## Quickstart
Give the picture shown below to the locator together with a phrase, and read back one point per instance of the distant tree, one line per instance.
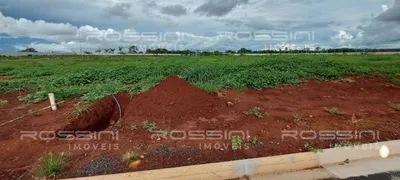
(29, 50)
(133, 49)
(244, 51)
(230, 52)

--------------------------------

Set each line of the records down exactly, leaving every picture out.

• _Response for this exercise_:
## Quickstart
Give the picture shown below to the locator together with a phrase, and read back one point per instance of the distant tree, one line per instance.
(29, 50)
(133, 49)
(244, 51)
(230, 52)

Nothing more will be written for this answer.